***** RECORDS PROVIDED *****

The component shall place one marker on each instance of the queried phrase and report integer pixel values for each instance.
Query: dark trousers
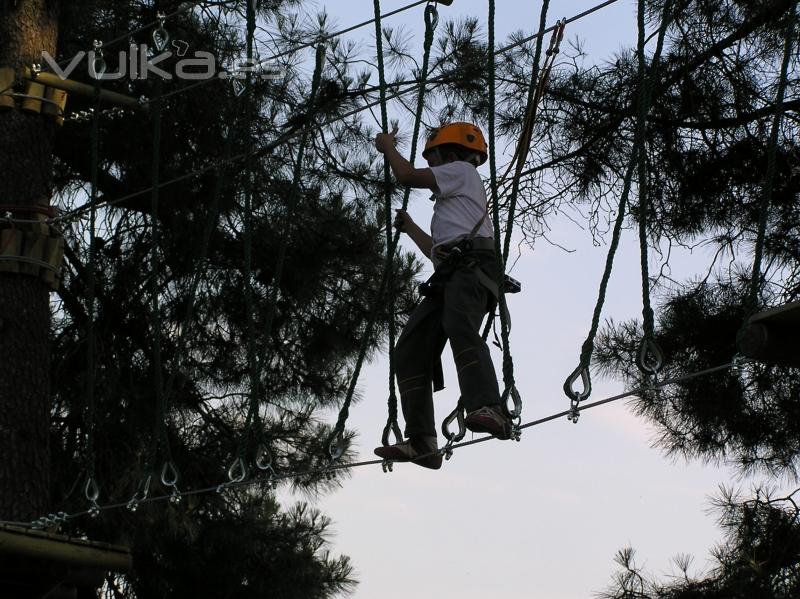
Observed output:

*****
***** RECORDS PROVIDED *****

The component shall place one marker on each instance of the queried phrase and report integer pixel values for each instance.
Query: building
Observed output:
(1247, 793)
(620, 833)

*****

Show the lines of the listing above with "Query".

**TASK RESULT**
Query: dark trousers
Query: building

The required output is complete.